> _Task description_
Type out every entry again, character for character.

--- START ---

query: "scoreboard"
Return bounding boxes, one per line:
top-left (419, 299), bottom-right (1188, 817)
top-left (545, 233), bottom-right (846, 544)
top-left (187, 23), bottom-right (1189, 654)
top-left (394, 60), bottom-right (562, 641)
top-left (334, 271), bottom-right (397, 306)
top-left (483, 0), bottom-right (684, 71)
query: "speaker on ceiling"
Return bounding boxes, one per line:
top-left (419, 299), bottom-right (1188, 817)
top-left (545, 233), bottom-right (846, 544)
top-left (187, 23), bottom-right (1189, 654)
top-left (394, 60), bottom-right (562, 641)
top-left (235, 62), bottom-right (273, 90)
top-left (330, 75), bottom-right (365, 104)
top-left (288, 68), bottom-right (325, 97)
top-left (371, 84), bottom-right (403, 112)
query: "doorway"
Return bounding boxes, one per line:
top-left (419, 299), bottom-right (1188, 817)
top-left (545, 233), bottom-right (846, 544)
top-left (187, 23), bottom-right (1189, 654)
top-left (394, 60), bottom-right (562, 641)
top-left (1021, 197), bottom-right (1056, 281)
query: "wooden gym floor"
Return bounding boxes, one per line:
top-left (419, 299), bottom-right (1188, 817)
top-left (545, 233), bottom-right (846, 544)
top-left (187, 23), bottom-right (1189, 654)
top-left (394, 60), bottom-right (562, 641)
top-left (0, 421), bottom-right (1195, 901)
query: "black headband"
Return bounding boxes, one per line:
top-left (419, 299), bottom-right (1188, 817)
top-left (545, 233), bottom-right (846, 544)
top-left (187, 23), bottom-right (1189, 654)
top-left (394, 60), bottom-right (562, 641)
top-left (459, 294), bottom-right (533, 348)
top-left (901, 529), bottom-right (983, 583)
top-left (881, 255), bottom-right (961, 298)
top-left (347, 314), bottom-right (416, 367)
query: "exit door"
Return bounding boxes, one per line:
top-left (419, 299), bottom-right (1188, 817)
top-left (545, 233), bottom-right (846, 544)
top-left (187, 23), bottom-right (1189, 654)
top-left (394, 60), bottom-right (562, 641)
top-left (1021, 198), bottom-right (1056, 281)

--- END ---

> _Reply_
query: "scoreboard"
Return bounding boxes, one per line:
top-left (419, 299), bottom-right (1188, 817)
top-left (545, 233), bottom-right (846, 544)
top-left (187, 23), bottom-right (1189, 654)
top-left (394, 60), bottom-right (562, 641)
top-left (334, 271), bottom-right (397, 306)
top-left (483, 0), bottom-right (684, 71)
query: "speaker on ceiling"
Return bounding boxes, one per line:
top-left (419, 299), bottom-right (1188, 817)
top-left (545, 233), bottom-right (846, 544)
top-left (187, 23), bottom-right (1189, 654)
top-left (394, 60), bottom-right (562, 641)
top-left (235, 62), bottom-right (273, 90)
top-left (330, 75), bottom-right (365, 104)
top-left (288, 68), bottom-right (325, 97)
top-left (371, 84), bottom-right (403, 112)
query: "doorway"
Return bounding boxes, one per line:
top-left (419, 299), bottom-right (1188, 817)
top-left (545, 233), bottom-right (846, 544)
top-left (187, 23), bottom-right (1189, 654)
top-left (394, 60), bottom-right (562, 641)
top-left (1021, 197), bottom-right (1056, 281)
query: "wooden gym floor"
Return bounding boxes, one per line:
top-left (419, 299), bottom-right (1188, 817)
top-left (545, 233), bottom-right (846, 544)
top-left (187, 23), bottom-right (1189, 654)
top-left (394, 60), bottom-right (562, 641)
top-left (0, 421), bottom-right (1195, 901)
query: "black headband"
Return bounding boxes, one per line:
top-left (419, 299), bottom-right (1188, 817)
top-left (545, 233), bottom-right (846, 544)
top-left (187, 23), bottom-right (1189, 654)
top-left (394, 60), bottom-right (562, 641)
top-left (459, 294), bottom-right (533, 348)
top-left (901, 529), bottom-right (983, 583)
top-left (881, 255), bottom-right (961, 298)
top-left (347, 314), bottom-right (416, 367)
query: "exit door"
Return bounding boxes, one per line:
top-left (419, 299), bottom-right (1188, 817)
top-left (545, 233), bottom-right (846, 544)
top-left (187, 23), bottom-right (1189, 654)
top-left (394, 60), bottom-right (562, 641)
top-left (1021, 198), bottom-right (1056, 281)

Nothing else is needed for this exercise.